Your goal — Examine the data line by line and report how many lines include the word "white", with no additional output.

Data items
____

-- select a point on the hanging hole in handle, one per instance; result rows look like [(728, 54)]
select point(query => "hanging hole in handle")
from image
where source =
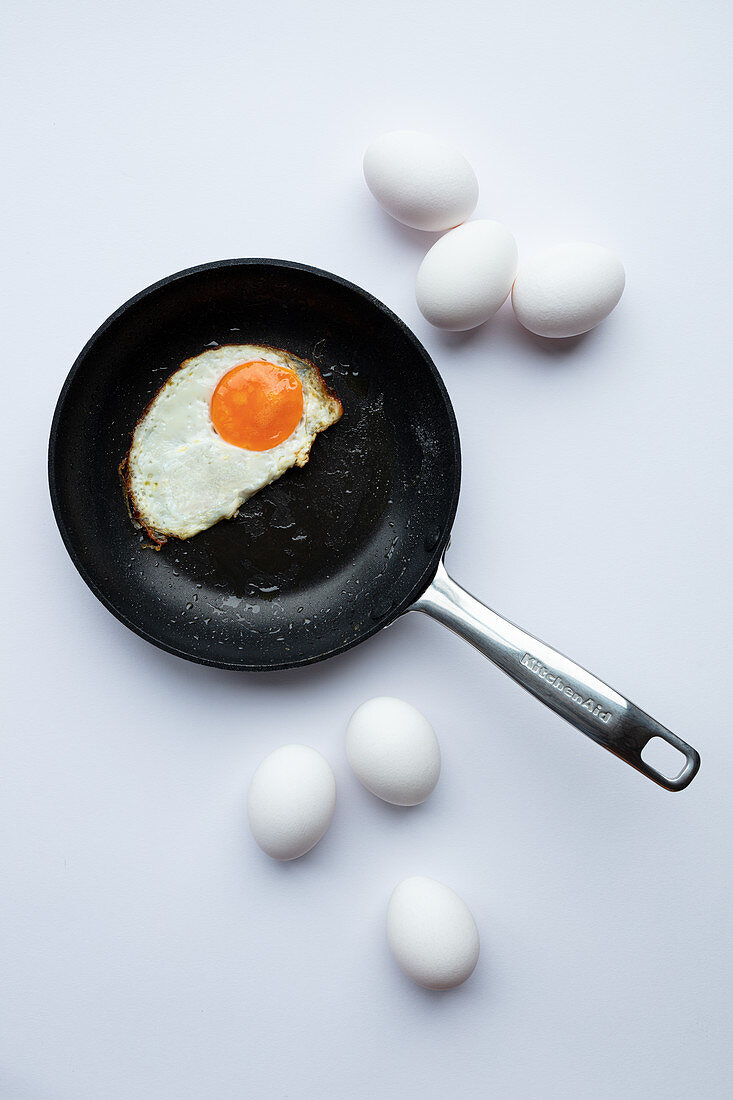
[(667, 760)]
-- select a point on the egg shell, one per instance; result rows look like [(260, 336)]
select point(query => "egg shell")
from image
[(420, 180), (431, 933), (291, 801), (568, 289), (467, 275), (394, 751)]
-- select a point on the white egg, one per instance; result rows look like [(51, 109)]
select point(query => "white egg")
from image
[(181, 474), (291, 801), (568, 289), (467, 275), (431, 933), (393, 750), (420, 180)]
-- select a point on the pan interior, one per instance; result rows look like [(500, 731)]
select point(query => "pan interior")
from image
[(324, 556)]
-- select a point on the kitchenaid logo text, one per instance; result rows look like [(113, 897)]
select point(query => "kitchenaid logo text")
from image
[(544, 673)]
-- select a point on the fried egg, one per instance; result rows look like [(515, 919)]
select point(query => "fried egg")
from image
[(225, 425)]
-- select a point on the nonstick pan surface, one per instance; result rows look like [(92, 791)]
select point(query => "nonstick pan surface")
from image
[(320, 559)]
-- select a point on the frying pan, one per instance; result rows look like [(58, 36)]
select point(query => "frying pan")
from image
[(328, 554)]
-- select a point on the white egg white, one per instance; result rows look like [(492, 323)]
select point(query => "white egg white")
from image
[(182, 476)]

____

Solution for this task — 4